> _Problem to solve_
Take the data below and copy exactly the lines starting at the one with "I need you to find the person's" and finishing at the one with "I need you to find the cable", both included.

> _Listed entries_
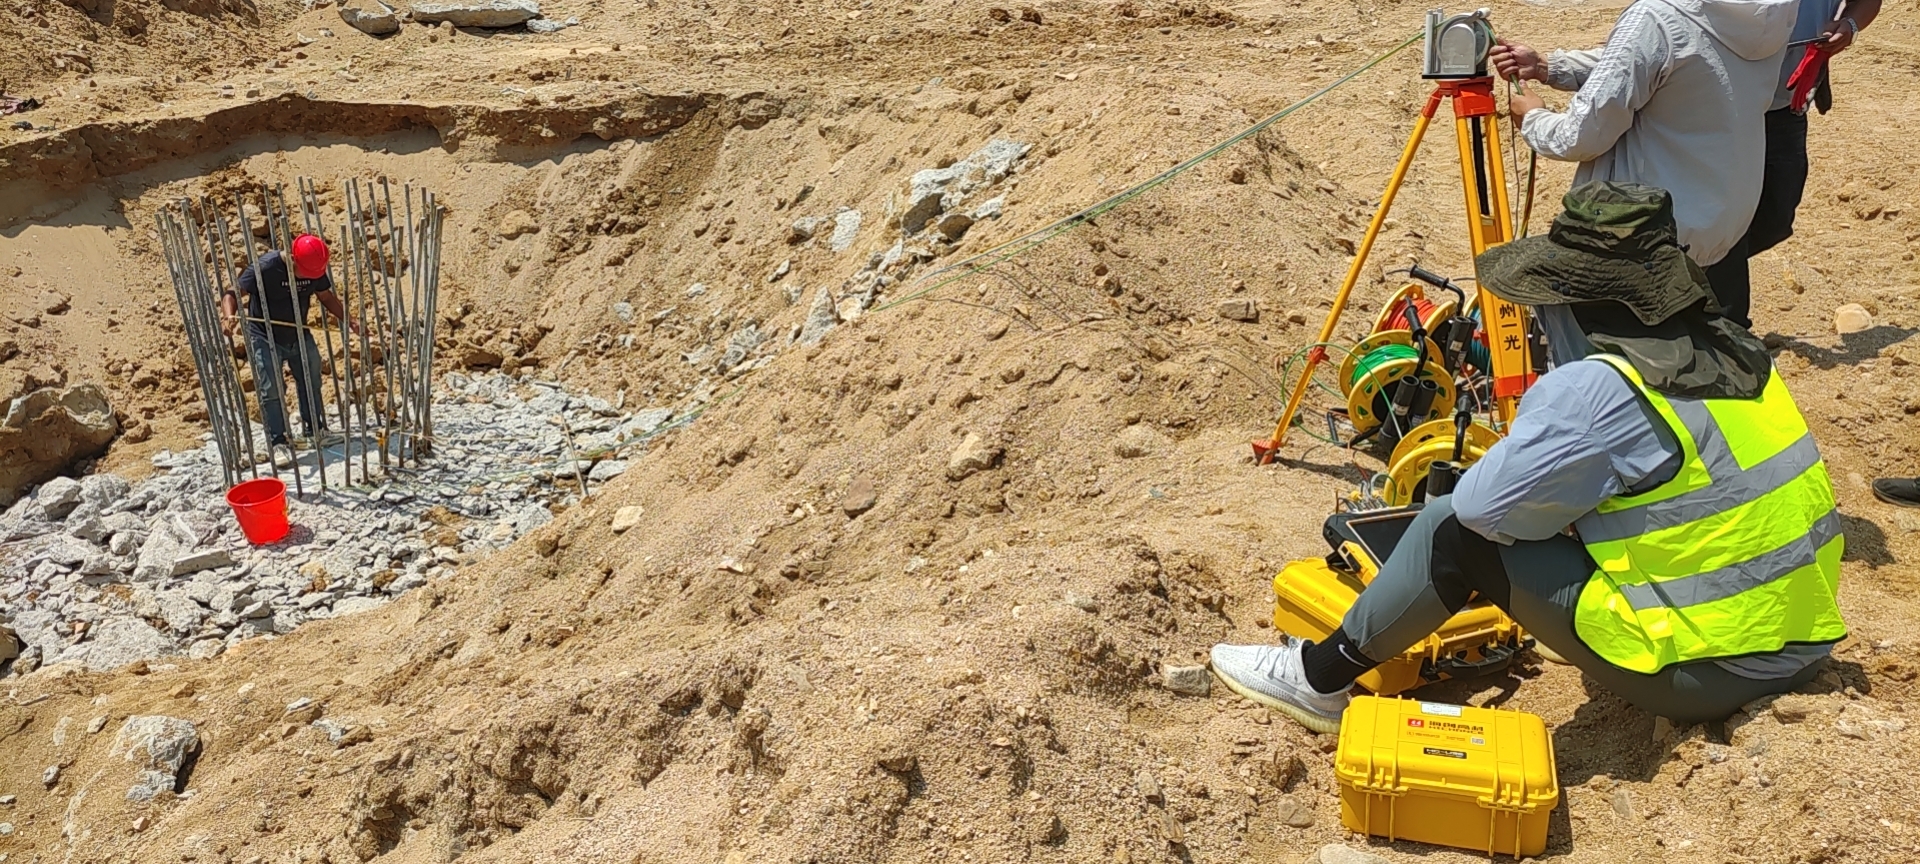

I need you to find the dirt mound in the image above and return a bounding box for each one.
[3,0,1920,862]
==
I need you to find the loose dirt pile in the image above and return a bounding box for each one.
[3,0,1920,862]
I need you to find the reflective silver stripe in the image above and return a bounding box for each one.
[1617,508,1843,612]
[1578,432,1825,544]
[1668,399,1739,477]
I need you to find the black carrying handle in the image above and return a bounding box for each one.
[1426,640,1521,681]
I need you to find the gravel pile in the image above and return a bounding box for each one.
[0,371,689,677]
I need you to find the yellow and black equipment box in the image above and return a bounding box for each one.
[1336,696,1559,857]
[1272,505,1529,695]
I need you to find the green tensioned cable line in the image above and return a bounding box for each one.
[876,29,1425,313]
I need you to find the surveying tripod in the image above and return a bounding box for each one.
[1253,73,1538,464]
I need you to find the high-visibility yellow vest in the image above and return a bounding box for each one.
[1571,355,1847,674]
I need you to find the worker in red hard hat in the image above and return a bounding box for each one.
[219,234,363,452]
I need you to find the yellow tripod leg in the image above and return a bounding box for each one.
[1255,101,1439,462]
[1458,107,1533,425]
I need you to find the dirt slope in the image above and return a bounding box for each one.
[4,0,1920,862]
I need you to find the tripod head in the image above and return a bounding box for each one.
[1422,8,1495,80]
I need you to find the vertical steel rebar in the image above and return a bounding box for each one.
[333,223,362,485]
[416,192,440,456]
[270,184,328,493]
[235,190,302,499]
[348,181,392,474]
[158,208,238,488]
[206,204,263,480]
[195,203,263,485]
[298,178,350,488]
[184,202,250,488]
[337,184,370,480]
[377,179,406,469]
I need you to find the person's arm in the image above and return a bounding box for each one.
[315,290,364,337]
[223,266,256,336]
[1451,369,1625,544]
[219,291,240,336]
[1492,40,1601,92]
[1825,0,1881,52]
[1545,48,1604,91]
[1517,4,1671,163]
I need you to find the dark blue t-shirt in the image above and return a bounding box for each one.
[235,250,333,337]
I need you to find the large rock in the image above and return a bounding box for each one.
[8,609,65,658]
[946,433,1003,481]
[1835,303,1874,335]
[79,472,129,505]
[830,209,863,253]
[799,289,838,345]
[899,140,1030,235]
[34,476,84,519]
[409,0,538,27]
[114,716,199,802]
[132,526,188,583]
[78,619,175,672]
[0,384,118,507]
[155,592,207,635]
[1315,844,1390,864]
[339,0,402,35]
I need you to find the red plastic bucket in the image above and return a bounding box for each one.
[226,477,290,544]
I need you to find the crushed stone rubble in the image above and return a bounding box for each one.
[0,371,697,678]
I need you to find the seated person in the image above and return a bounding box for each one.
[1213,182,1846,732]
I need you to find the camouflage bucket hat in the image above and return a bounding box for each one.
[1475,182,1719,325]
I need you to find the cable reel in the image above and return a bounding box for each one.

> _Answer space_
I need you to find the person's arm in the image above and return a bounding box for each one.
[315,290,364,337]
[223,266,256,336]
[1451,369,1625,544]
[219,291,240,336]
[1492,40,1601,92]
[1825,0,1881,52]
[1545,48,1604,91]
[1517,4,1671,163]
I need you to find the dark blue t-shirt in the image above and return a bounding box for each one.
[235,250,333,337]
I need you to find the large rock in the image above and return a bounding box for each one.
[8,609,65,658]
[946,433,1003,481]
[1835,303,1874,335]
[79,472,129,505]
[830,209,863,253]
[799,289,838,345]
[899,140,1030,235]
[34,476,84,519]
[409,0,538,27]
[114,716,199,802]
[132,526,188,583]
[78,619,175,672]
[0,384,118,507]
[155,592,207,635]
[1315,844,1390,864]
[339,0,402,35]
I need you to find the red plastic bucket in the image above and return a bounding box for each one.
[226,477,290,544]
I need you to find the crushed stone rubble in the image above and return a bounding box for each one.
[0,371,697,678]
I need you to find the seated person in the image above and return a bounding box for each one.
[1213,182,1846,732]
I need you to find the camouflage bucket hat in the image above and return a bounding box for each one.
[1475,182,1719,325]
I need you to find the cable reel in the image above and return a bounding box for each one.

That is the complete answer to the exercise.